Given the listing below, reproduce all of it exactly.

>>>

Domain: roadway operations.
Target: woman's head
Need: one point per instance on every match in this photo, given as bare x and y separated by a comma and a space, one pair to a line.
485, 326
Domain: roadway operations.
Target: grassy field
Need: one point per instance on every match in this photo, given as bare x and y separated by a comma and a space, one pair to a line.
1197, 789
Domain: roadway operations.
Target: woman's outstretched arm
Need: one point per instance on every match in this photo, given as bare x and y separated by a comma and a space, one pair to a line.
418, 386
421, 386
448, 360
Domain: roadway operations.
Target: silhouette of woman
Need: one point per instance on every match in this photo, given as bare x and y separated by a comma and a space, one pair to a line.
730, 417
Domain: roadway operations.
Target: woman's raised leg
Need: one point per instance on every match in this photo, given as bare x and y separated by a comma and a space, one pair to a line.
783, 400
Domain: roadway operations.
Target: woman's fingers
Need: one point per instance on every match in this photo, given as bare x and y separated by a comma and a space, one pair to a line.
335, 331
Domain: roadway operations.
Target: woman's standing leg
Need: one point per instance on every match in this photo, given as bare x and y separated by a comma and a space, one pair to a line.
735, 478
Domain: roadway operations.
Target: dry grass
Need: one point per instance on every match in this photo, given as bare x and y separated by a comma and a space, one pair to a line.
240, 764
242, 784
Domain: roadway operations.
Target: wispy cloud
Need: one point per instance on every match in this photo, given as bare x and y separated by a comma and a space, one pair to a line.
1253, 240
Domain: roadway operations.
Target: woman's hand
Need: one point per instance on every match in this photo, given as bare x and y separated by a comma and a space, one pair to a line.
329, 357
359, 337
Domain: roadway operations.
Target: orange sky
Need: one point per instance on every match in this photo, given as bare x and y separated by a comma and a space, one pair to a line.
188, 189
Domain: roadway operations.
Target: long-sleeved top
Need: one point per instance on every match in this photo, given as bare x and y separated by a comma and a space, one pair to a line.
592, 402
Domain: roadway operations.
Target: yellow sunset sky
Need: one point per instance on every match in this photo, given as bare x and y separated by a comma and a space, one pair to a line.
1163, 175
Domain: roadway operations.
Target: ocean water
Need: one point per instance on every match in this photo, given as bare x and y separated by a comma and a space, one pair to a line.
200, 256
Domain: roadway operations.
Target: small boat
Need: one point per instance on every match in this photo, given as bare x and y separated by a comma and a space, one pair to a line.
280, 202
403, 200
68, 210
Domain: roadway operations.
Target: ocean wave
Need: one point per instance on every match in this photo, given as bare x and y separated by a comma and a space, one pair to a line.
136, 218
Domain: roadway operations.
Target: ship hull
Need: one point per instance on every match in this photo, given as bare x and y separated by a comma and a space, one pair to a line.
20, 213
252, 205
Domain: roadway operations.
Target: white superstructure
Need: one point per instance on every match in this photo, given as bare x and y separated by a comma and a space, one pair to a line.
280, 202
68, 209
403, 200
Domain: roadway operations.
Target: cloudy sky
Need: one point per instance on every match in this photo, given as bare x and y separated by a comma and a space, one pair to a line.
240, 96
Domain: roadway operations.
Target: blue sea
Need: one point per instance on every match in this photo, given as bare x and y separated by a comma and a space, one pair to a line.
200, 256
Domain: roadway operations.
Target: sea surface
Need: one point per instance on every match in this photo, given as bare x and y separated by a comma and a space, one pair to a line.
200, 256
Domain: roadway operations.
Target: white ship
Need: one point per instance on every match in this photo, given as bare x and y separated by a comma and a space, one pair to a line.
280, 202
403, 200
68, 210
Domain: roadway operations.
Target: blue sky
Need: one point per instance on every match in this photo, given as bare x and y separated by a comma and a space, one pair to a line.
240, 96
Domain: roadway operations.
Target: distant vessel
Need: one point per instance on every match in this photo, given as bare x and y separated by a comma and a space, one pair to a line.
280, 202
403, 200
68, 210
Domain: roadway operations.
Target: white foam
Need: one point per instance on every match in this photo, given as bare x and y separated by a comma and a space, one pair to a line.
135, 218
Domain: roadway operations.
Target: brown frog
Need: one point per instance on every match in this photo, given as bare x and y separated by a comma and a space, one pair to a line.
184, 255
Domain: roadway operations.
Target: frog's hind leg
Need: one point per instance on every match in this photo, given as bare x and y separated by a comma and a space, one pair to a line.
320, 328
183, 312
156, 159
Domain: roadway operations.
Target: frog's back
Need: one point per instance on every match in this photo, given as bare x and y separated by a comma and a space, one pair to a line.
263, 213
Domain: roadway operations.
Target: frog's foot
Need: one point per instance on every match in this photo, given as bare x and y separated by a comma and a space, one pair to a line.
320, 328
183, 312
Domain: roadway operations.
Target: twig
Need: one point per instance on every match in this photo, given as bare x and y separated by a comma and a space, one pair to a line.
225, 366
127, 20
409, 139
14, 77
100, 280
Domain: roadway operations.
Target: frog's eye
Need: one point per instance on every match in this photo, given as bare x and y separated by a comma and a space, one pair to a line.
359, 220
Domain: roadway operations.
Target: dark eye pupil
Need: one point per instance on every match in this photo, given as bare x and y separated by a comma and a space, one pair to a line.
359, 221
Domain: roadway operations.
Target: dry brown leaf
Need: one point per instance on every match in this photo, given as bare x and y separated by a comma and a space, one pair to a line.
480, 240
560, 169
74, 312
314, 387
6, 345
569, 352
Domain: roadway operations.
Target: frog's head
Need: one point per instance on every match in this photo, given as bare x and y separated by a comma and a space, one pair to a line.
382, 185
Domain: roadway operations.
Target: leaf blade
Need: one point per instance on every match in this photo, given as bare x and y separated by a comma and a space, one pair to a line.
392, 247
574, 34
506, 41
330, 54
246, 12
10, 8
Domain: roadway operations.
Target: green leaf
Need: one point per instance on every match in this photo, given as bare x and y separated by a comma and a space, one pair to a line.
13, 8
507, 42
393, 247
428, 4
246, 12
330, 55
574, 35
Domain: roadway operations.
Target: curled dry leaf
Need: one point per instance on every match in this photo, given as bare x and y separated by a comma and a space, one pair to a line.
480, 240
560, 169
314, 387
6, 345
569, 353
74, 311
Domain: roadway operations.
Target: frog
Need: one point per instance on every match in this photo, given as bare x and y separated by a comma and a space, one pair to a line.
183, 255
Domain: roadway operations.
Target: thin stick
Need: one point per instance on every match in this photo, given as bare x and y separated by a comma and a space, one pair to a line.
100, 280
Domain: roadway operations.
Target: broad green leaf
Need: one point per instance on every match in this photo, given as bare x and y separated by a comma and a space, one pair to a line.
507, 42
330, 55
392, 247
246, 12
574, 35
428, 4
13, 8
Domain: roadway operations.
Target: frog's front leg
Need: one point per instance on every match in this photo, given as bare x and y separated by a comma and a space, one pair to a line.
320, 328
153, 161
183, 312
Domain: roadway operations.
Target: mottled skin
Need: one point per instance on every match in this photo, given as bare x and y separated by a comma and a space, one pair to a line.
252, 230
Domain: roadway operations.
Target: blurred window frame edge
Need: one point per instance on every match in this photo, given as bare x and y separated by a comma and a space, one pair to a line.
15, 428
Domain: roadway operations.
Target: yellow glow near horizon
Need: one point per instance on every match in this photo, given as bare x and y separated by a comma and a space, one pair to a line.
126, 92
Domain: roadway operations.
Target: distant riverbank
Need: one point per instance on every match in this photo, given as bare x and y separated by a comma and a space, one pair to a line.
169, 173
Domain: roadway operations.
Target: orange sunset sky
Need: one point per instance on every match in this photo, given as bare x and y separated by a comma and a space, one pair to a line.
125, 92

<<<

- _Response area_:
Domain: roadway operations.
Target: woman's head
Need: one point per instance on every match in this photo, given as bare x and y separated by a comma and a space, one pair to a line.
485, 326
Domain: roadway operations.
Target: grassy field
Need: one point per instance on every match in this photo, given as bare x and y separated by a comma and a space, one pair to a line.
1197, 789
Domain: roadway operations.
Target: woman's outstretched arm
Need: one point per instance on every match in this photo, given as bare x and y separated by a comma and a space, one pair to a line.
418, 386
421, 386
448, 360
Domain: roadway operations.
Target: silhouette of woman
Need: one point per instance on every match in this photo, given as bare x and y separated by a comma and a space, one pair to a line.
730, 417
Domain: roadway operations.
Target: woman's raised leg
Need: one point per instance on every match in this photo, given as bare x and y separated by a comma and a space, one pair to a line.
783, 400
Domain: roadway operations.
Target: woman's fingers
Need: one point per instance on every match in this photo, given as bare x and y separated by a comma and a space, one pair to a line.
335, 331
Domain: roadway operations.
Target: woman's standing leg
Need: one point per instance on every match in this photo, given as bare x and y separated by a comma and a space, one pair to a line.
735, 478
Domain: roadway operations.
Target: dry grass
Need: one point per instance on every match in this photo, given as bare x and y separated by a comma and a space, one pair to a line.
240, 764
242, 784
Domain: roadway operations.
Target: wispy cloud
Need: one point per instance on every match in this photo, given as bare x and y separated by a comma and a space, one pair to a line.
1253, 240
Domain: roadway operations.
Target: woman's hand
Need: one point per instance on every match in this photo, given as bare x and y separated by a comma and a space, one pair to a line.
329, 357
359, 337
Domain: roadway operations.
Target: orange sky
Need: one point per instance on every match in this photo, given as bare x and y separated by a comma and a space, one pair to a line.
188, 189
Domain: roadway operations.
Target: long-sleeved top
Need: one point per instance on every match in this photo, given as bare x and y separated by a comma and a space, one pair to a line.
592, 402
Domain: roadway operations.
Target: yellow sunset sky
Need: one point per instance on every match in this photo, given as bare x and y separated by a comma and a space, one pair to a line.
1163, 175
Domain: roadway operations.
Target: ocean water
Need: one point per instance on every match in this photo, given as bare x and y separated by a comma and a space, one pair to a line.
200, 256
Domain: roadway operations.
Target: small boat
Need: one point per instance on every match in this photo, given as bare x and y separated by a comma and a space, one pair to a line.
280, 202
403, 200
68, 210
Domain: roadway operations.
Target: ocean wave
Need: one point per instance on every match in this photo, given as bare x and y separated by a comma and a space, one pair to a line.
136, 218
Domain: roadway operations.
Target: ship hull
Need: one point per instance on every match in this photo, given as bare x and y separated by a comma and a space, one pair to a line.
20, 213
252, 205
Domain: roadway operations.
Target: white superstructure
Need: one point per instance on every match in this photo, given as bare x and y separated by a comma and a space, one pair to a line.
280, 202
68, 209
403, 200
Domain: roadway operations.
Target: cloudy sky
Need: one point per instance on every match in this photo, given as bare x and y separated by a comma and a space, one pair to a line.
240, 96
Domain: roadway operations.
Target: blue sea
Need: one point per instance on every match in this photo, given as bare x and y separated by a comma and a space, one pair to a line.
200, 256
Domain: roadway operations.
Target: sea surface
Need: one point per instance on every match in this photo, given as bare x and y separated by a comma and a space, one pair to a line.
200, 256
Domain: roadway operations.
Target: white ship
Need: one point per instance on every match in this photo, given as bare x and y separated by a comma and a space, one pair to a line.
280, 202
403, 200
68, 210
Domain: roadway operations.
Target: blue sky
Need: one point per instance on every match in this photo, given as bare x and y separated by a comma and a space, one pair to a line.
240, 96
Domain: roadway operations.
Target: distant vessel
Need: one point per instance on every match in this photo, given as bare x and y separated by a comma and a space, one pair to a line.
280, 202
403, 200
68, 210
Domain: roadway operations.
Target: white foam
Need: one point per instance on every match in this photo, given as bare x and y separated by a comma and a space, one pair to a line.
135, 218
Domain: roadway operations.
Target: brown frog
Need: one point per instance on every match in this photo, given as bare x and y separated by a comma and a space, one pair to a line.
184, 255
Domain: roadway operations.
Target: frog's hind leg
Need: one point per instance on every match in this photo, given as bare x and y separated by a comma and a space, one pair to a line.
320, 328
183, 312
156, 159
Domain: roadway operations.
Target: frog's back
Need: one point per instance on every match in this photo, given as bare x and y separated by a comma and a space, one pair to a line.
263, 213
Domain: roadway operations.
Target: frog's foot
Need: one point per instance on every match in this photo, given as bare x and y separated by a comma and a space, one pair to a line.
320, 328
183, 312
Domain: roadway operations.
Target: twig
Need: one point per instance on every match in this photo, given as bare x and y separated by a comma and a space, one pair to a line.
225, 366
127, 20
409, 139
14, 77
100, 280
Domain: roadway operations.
Target: frog's eye
Need: one point per instance on every match in this photo, given as bare x and y separated by a comma and a space, one pair to a line.
359, 220
Domain: roadway operations.
Target: dark eye pupil
Need: one point per instance on every match in this photo, given as bare x and y separated by a comma and a space, one pair to a line.
359, 221
Domain: roadway operations.
Target: dry brown leaf
Need: one point per instance on every match in this photo, given as bare x and y separated by a comma and a space, one pair to a line.
480, 240
560, 169
74, 312
314, 387
6, 345
569, 352
Domain: roadway operations.
Target: frog's head
Need: one point per instance on every match in this photo, given as bare x and y separated by a comma and a space, one pair to a line.
382, 185
Domain: roadway operations.
Target: leaf blade
Need: one point per instance on every match in this photo, given as bare x and y separated by a comma and a space, one pair to a line.
392, 247
574, 34
506, 41
330, 54
246, 12
10, 8
Domain: roadway operations.
Target: green leaf
Need: one point per instance on every match in this photo, given as bare x and y separated by a comma and a space, one pair to a line.
13, 8
507, 42
393, 247
428, 4
246, 12
330, 55
574, 35
Domain: roadway operations.
Target: curled dry leaf
Need: one point per instance on every match in this photo, given as bare x and y separated by a comma and a space, one pair to a line.
480, 240
560, 169
314, 387
6, 345
569, 353
74, 311
Domain: roadway operations.
Target: frog
Need: one point per instance on every match in this photo, given as bare x and y separated by a comma and a space, one pair to a line.
183, 255
Domain: roadway operations.
Target: thin stick
Need: one point per instance on every match in this photo, given as bare x and y separated by a comma and a space, one pair to a line.
100, 280
Domain: roadway operations.
Target: broad green leaf
Need: one point per instance on every match in this photo, given as bare x and y separated by a comma and a space, one pair to a line.
507, 42
330, 55
392, 247
246, 12
574, 35
428, 4
13, 8
Domain: roadway operations.
Target: frog's front leg
Need: one point per instance on every match in this photo, given as bare x and y separated by a comma and a space, one pair to a line.
320, 328
153, 161
183, 312
Domain: roadway operations.
Target: mottled skin
Need: one point per instance on every match in this photo, given as bare x and y separated by a comma and a space, one pair to a line.
252, 230
Domain: roadway operations.
Target: blurred window frame edge
Need: one point per instance on every match in this photo, given as bare x and y separated by a comma and a space, one pair to a line.
15, 428
Domain: roadway operations.
Target: yellow glow near horizon
Need: one point per instance on every match in this photo, given as bare x and y separated by a comma and a space, one pair to a line.
126, 92
Domain: roadway operations.
Target: distant riverbank
Need: one point per instance on every match in this photo, given as bare x and y separated by a comma and a space, one pair to a line.
169, 173
Domain: roadway operations.
Target: orange sunset sky
Need: one point per instance on every match in this photo, given as bare x and y separated by a comma and a space, one pair to a line.
125, 92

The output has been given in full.